◆ **DIRECTIONS FOR THIS TASK**: Check every line of the data and copy the ones where "blue" appears.

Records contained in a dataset
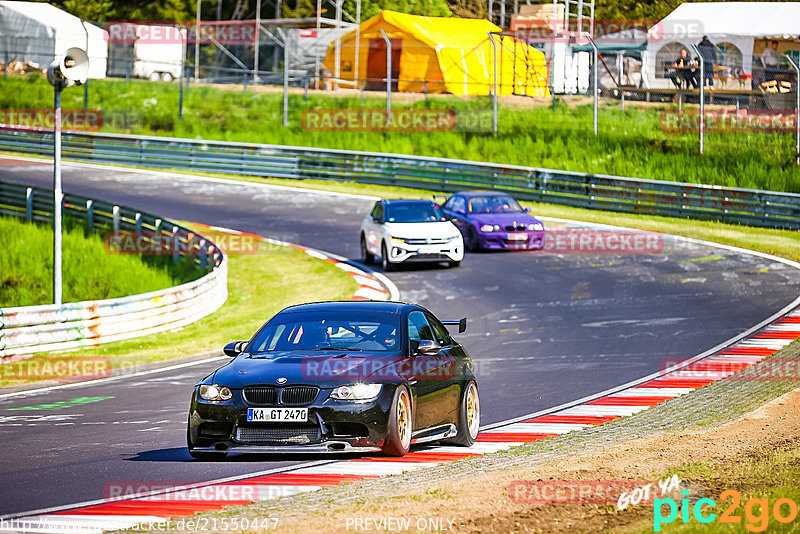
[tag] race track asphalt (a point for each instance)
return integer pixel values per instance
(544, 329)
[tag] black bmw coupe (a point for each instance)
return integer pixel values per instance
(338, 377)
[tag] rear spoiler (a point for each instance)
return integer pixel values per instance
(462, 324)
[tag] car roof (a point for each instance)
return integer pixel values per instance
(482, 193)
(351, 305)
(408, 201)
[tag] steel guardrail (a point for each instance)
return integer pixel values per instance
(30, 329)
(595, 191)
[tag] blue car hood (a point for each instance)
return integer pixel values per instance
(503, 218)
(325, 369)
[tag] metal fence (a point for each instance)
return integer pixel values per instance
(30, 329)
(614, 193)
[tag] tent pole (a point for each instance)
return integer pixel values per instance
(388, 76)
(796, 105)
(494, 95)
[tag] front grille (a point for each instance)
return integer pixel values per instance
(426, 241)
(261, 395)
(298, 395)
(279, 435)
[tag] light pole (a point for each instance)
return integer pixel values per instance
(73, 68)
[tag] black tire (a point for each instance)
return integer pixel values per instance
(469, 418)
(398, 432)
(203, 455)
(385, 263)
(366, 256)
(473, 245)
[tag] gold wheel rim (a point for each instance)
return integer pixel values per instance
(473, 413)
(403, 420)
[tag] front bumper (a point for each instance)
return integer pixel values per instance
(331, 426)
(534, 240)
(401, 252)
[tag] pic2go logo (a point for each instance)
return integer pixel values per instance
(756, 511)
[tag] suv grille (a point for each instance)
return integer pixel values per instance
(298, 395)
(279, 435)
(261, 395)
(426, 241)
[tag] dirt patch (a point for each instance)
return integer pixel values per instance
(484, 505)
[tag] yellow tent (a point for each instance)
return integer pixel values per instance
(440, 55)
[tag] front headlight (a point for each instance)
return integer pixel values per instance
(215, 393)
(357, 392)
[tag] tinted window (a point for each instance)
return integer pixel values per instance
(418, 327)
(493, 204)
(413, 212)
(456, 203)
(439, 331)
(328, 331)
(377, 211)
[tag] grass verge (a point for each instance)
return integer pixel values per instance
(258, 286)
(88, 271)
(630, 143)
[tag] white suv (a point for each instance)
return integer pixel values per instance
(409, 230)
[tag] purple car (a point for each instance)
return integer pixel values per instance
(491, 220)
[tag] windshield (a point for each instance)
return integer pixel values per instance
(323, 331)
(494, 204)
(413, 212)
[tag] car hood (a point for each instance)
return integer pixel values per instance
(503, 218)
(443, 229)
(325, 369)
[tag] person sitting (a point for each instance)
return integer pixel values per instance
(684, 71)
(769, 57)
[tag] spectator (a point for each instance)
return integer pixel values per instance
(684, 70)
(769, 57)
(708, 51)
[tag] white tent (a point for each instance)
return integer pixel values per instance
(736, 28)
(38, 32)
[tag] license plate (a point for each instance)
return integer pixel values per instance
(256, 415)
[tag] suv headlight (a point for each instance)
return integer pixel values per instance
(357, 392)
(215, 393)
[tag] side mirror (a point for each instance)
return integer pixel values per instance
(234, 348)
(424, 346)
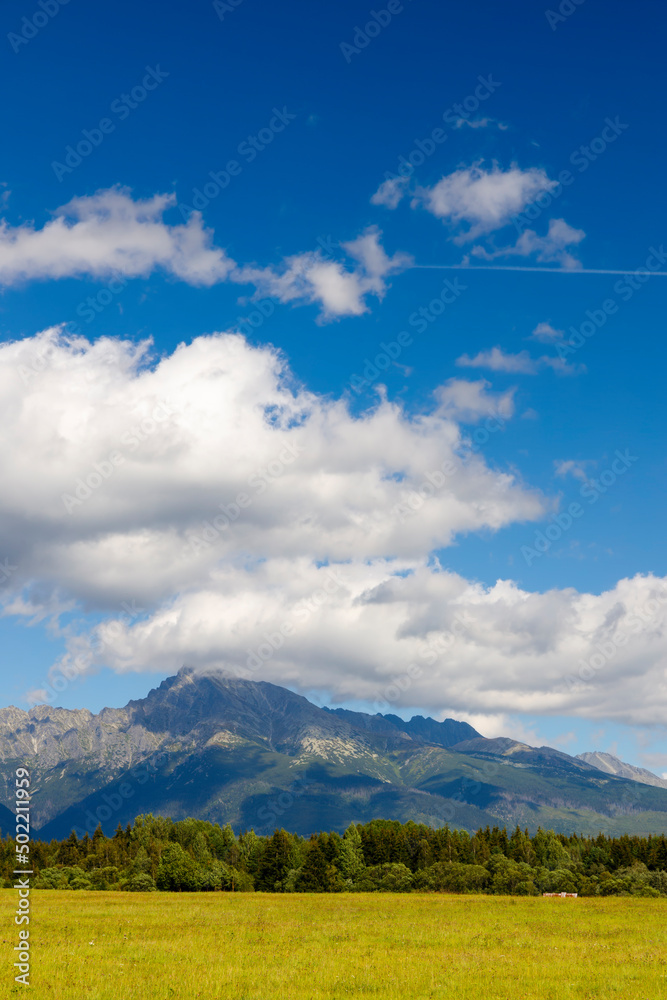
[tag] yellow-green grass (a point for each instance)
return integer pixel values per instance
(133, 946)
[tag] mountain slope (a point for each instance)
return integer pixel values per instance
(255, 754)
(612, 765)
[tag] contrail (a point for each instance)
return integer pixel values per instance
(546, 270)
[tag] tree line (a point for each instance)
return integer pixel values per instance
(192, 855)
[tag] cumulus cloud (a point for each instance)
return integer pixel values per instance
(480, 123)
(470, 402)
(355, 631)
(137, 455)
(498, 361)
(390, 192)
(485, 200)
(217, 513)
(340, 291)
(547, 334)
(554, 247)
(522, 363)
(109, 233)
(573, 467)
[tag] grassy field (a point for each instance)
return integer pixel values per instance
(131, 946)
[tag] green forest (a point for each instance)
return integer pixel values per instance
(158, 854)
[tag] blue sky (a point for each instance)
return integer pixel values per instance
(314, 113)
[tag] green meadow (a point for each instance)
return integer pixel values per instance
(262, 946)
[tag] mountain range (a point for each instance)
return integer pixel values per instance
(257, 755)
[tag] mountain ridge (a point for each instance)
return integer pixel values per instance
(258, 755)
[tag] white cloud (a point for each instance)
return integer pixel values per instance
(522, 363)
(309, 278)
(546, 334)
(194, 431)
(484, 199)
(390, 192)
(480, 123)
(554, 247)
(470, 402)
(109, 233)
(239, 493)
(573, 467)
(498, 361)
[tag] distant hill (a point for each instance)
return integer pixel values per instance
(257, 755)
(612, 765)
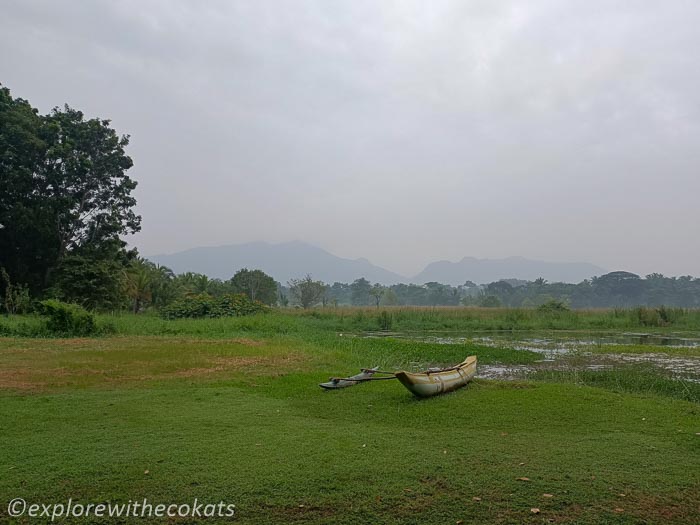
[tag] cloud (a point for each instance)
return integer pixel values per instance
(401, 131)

◆ **RESPONSE AREA**:
[tag] blue car hood (a point for each instance)
[tag] blue sky (a point for each instance)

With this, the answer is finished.